## Task instructions:
The records that follow are to be transcribed word for word.

**** Task data

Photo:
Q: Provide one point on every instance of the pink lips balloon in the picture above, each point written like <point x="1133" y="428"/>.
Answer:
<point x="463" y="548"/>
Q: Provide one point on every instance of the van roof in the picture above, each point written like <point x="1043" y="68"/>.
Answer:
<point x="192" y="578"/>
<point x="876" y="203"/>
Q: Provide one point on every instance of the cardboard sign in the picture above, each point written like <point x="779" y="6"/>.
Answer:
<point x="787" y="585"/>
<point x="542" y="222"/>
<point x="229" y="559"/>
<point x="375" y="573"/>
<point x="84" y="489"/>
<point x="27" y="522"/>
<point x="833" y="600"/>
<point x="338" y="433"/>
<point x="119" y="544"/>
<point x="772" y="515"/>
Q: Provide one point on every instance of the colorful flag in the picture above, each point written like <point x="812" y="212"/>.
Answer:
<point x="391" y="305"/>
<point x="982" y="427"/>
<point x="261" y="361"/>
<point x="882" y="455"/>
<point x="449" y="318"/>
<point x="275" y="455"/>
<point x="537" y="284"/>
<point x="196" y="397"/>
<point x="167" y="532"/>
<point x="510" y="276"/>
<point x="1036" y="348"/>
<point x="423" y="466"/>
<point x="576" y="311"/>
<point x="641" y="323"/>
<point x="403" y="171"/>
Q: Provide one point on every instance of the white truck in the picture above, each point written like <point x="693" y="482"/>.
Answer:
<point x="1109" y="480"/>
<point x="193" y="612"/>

********

## The answer:
Photo:
Q: Provide one point on every instance of the pink lips balloon in the picture above, each point written like <point x="1133" y="428"/>.
Answer:
<point x="463" y="548"/>
Q: Provide one point on every instance of the van roof in the picture above, each point written like <point x="1043" y="68"/>.
Answer:
<point x="192" y="578"/>
<point x="876" y="203"/>
Q: Provide one point on every instance of the cardboard sign in the picture above, each point written like <point x="779" y="6"/>.
Answer:
<point x="787" y="585"/>
<point x="542" y="222"/>
<point x="229" y="559"/>
<point x="375" y="573"/>
<point x="84" y="489"/>
<point x="27" y="522"/>
<point x="833" y="600"/>
<point x="338" y="433"/>
<point x="119" y="544"/>
<point x="772" y="515"/>
Q: Provide one point on every instance of the colorful flag in the picture above, each point written like <point x="812" y="212"/>.
Answer:
<point x="391" y="305"/>
<point x="982" y="427"/>
<point x="261" y="361"/>
<point x="882" y="455"/>
<point x="449" y="318"/>
<point x="275" y="455"/>
<point x="537" y="284"/>
<point x="196" y="397"/>
<point x="167" y="532"/>
<point x="510" y="276"/>
<point x="1036" y="348"/>
<point x="423" y="466"/>
<point x="576" y="311"/>
<point x="641" y="323"/>
<point x="403" y="171"/>
Q: Provide one point on every instance of the white truck in the picture above, each point written like <point x="693" y="482"/>.
Answer:
<point x="1109" y="480"/>
<point x="193" y="612"/>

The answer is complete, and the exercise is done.